- Source extract:
* BEGIN *
# West down, Hampshire



## Bunker Bill (Feb 21, 2011)

West down.

Now a park area and woodland walks, from the main road there is a WW2 concrete road that leads up to the car park enclosure which i would think had quite a substantial building there in the past.

Cant find much info on this place, it is not far from Chilbolton airfield but i do not think it is connected in any way.

most of these buildings would be hidden from the air by woodland.

There are a number of concrete building bases and what I believe may be munitions storage area's, although not sure on them, they have no roofs and no sign of there being one, saw 5 in total but there may be more.

Also a nice pre-fabricated underground air raid shelter, which had the origional hand rail around the top still .

Close to this was another strange building with blast walls on 3 sides surrounding a internal building that looked like it housed some pretty big electrical equipment, this internal building had 4 openings on the 4 sides.

There were also a lot of bomb craters in the woods and surrounding areas.


Munition storage area's ???
























































































































http://i87.photobucket.com/albums/k127/scotty102/Bunker Bill and Son/WestDown055.jpg

http://i87.photobucket.com/albums/k127/scotty102/Bunker Bill and Son/WestDown047.jpg

http://i87.photobucket.com/albums/k127/scotty102/Bunker Bill and Son/WestDown045.jpg


----------



## dazza (Feb 21, 2011)

*info*

High there great pics. while you were there we were in Ibsley photagraphing similar things lol.
Dont know if this is any help to you.

http://www3.hants.gov.uk/countryside/westdown.htm 

Dazza


----------



## sYnc_below (Feb 21, 2011)

Bunker Bill said:


> Close to this was another strange building with blast walls on 3 sides surrounding a internal building that looked like it housed some pretty big electrical equipment, this internal building had 4 openings on the 4 sides.
* END *
- Tasks and exercises:
1. In the West Down thread, how many possible munitions storage areas did Bunker Bill see?
2. Translate this sentence from the West Down thread into Spanish: "There were also a lot of bomb craters in the woods and surrounding areas."

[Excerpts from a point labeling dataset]
* BEGIN *
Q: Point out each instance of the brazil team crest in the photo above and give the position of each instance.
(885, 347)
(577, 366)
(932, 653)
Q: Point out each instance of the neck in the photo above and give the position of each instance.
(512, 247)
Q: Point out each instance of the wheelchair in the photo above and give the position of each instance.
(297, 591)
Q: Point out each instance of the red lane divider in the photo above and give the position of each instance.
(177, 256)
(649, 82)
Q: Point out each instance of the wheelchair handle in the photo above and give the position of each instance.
* END *
- The responses:
1. Five in total, though there may be more.

2. También había muchos cráteres de bombas en el bosque y en las zonas circundantes.